┌─ Text section
Group of physicians combats misinformation as unproven COVID-19
treatments continue to be prescribed
The
group wants state boards to discipline doctors who spread misinformation.
By Soo Rin Kim,Laura Romero,Dr. Mark Abdelmalek, and Steve Osunsam
i
March 4, 2022
In July 2020,
as the country faced its first summer wave of coronavirus cases,
a group of physicians stood in front of the steps of the U.S. Supreme Court and
held their first self-titled "White Coat Summit" to tout the unproven
benefits of hydroxychloroquine as a COVID-19 treatment.
"It is called hydroxychloroquine, zinc, and Zithromax,"
Dr. Stella Immanuel, a Houston-based primary care physician, told the crowd.
"I know you people want to talk about a mask. Hello? You don't need a
mask. There is a cure."
But
as those doctors were promoting unproven COVID-19 cures like hydroxychloroquine
and ivermectin, and denouncing proven non-pharmaceutical
mitigation measures like mask-wearing and lockdowns, another group of
physicians was emerging.
No License for Disinformation, a group of doctors motivated by the
unproven claims of the White Coat Summit, came together with a mission to call
on state medical boards and other governing bodies to take disciplinary
measures against doctors spreading dangerous misinformation.
└─
- **Problem set**:
A – List every person named in the byline of the article on physicians combating COVID-19 misinformation.
B – Carry the article on physicians combating COVID-19 misinformation forward from its final sentence.
The data that come after this article are separate material and bear no relation to it.
┌─ Raw data
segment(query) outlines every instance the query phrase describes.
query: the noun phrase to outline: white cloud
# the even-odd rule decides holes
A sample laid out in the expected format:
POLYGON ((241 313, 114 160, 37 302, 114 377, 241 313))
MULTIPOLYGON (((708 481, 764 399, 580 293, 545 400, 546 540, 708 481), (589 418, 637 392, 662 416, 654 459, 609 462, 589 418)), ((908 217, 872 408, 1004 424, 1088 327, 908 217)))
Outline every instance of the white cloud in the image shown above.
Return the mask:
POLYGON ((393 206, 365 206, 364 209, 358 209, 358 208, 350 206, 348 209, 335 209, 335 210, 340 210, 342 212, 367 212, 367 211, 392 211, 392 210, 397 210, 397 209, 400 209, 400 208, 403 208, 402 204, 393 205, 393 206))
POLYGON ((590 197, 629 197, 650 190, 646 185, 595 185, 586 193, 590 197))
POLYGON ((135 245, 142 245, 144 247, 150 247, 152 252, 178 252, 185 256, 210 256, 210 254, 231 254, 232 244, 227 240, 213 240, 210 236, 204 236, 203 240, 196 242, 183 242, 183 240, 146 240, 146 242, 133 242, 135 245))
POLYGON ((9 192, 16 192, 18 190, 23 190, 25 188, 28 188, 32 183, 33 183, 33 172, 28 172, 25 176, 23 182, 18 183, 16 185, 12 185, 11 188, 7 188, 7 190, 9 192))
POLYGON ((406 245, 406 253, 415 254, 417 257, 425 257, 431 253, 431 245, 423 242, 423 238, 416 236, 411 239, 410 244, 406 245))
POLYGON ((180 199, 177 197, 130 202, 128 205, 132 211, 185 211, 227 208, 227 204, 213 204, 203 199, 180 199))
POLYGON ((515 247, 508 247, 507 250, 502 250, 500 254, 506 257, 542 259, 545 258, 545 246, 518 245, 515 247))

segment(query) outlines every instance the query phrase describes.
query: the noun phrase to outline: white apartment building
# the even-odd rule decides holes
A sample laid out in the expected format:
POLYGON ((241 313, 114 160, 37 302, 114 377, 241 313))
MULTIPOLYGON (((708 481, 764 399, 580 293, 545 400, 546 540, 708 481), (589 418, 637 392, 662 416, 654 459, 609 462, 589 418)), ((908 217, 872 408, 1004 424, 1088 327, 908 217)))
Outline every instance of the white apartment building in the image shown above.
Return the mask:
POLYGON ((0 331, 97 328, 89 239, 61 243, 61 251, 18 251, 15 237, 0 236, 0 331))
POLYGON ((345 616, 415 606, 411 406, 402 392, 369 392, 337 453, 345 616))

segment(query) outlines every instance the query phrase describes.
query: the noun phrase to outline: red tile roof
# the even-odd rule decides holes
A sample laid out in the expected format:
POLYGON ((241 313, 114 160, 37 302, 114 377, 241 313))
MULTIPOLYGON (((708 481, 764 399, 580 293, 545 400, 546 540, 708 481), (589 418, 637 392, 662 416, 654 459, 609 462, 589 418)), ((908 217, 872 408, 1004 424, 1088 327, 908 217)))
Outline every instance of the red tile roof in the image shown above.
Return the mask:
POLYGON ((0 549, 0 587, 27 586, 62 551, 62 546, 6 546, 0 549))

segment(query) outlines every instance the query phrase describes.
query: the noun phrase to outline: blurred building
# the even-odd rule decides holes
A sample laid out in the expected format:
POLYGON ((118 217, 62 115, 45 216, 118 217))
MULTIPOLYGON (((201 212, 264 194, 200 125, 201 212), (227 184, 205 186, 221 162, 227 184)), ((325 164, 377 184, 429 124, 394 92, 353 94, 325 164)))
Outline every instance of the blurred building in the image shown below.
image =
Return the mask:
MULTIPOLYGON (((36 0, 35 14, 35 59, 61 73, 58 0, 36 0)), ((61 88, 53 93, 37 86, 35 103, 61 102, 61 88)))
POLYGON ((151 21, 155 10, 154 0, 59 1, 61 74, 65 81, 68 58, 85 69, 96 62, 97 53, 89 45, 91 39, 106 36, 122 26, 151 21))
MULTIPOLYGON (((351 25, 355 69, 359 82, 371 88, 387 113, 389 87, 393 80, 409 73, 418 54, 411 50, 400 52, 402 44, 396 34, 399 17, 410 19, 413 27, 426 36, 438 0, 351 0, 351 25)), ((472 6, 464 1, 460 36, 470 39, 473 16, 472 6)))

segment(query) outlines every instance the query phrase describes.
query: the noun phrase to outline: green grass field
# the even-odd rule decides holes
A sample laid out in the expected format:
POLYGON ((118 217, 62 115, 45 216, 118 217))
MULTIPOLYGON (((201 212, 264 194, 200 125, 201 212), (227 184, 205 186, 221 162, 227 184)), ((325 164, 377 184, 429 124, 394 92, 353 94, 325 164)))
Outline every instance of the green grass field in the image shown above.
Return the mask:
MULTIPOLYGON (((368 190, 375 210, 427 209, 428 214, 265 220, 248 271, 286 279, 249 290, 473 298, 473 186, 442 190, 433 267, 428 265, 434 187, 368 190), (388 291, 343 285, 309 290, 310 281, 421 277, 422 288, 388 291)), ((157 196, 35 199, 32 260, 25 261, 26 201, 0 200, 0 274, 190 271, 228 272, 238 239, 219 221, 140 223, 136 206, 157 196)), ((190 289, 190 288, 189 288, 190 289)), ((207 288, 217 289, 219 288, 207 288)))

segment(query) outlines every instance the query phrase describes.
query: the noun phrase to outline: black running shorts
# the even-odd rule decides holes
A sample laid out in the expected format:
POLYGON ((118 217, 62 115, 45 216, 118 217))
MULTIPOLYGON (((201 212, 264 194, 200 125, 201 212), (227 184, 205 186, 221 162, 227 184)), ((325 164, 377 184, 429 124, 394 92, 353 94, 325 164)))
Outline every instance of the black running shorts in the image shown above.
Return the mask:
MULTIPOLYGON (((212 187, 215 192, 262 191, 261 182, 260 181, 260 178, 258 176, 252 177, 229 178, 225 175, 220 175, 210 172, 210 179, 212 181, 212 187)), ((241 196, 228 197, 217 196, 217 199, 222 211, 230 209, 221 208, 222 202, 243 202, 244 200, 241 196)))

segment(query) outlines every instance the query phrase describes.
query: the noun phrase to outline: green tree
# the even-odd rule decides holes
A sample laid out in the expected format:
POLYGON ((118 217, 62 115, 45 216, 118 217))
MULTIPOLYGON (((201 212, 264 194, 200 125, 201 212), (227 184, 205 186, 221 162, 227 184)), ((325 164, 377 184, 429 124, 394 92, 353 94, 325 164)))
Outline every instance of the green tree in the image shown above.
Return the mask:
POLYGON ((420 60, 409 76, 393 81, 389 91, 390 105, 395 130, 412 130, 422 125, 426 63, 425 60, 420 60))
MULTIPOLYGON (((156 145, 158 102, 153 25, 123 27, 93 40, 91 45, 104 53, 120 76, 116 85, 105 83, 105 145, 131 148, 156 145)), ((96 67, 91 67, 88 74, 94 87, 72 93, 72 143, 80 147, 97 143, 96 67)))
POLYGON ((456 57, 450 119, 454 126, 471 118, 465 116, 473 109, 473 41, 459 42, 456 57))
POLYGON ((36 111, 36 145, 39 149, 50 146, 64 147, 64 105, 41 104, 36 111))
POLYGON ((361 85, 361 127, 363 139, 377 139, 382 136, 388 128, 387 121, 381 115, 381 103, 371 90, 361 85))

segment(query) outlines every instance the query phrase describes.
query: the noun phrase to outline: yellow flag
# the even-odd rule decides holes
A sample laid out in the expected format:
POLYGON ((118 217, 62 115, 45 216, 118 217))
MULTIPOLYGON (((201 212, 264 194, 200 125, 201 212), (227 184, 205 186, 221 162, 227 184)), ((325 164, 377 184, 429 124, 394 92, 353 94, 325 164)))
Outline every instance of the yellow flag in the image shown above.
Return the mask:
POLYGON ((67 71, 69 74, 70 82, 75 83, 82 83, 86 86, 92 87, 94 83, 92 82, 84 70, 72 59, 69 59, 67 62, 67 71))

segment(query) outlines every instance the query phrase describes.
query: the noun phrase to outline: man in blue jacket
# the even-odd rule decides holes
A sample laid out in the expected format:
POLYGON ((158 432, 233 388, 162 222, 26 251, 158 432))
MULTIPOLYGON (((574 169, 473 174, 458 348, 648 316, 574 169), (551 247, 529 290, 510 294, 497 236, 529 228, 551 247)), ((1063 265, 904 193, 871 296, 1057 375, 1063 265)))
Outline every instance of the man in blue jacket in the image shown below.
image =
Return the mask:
└─
- **Activity answers**:
A – Soo Rin Kim, Laura Romero, Dr. Mark Abdelmalek, Steve Osunsam

B –
"They were anti-mask. They were anti-lockdown. They wanted
everybody to believe that it was safe to continue life as normal," the
group's founder, California physician Dr. Nick Sawyer, told ABC News. "It
was anti all of the public health measures that had been put out as guidance to
help prevent the transmission of this novel virus."
Calling the group that spoke on the
steps of the Supreme Court "very well-funded physicians who are
essentially weaponizing the white coat in order to spread disinformation,"
Sawyer said there has been an "institutional failure" by state
medical boards to protect patients by not going after doctors more
aggressively.
In Pennsylvania, Texas and Maine, some physicians have faced
repercussions for spreading misinformation about coronavirus vaccines and
treating COVID-19 patients with unproven drugs like ivermectin or
hydroxychloroquine -- but Sawyer says there's still a long way to go.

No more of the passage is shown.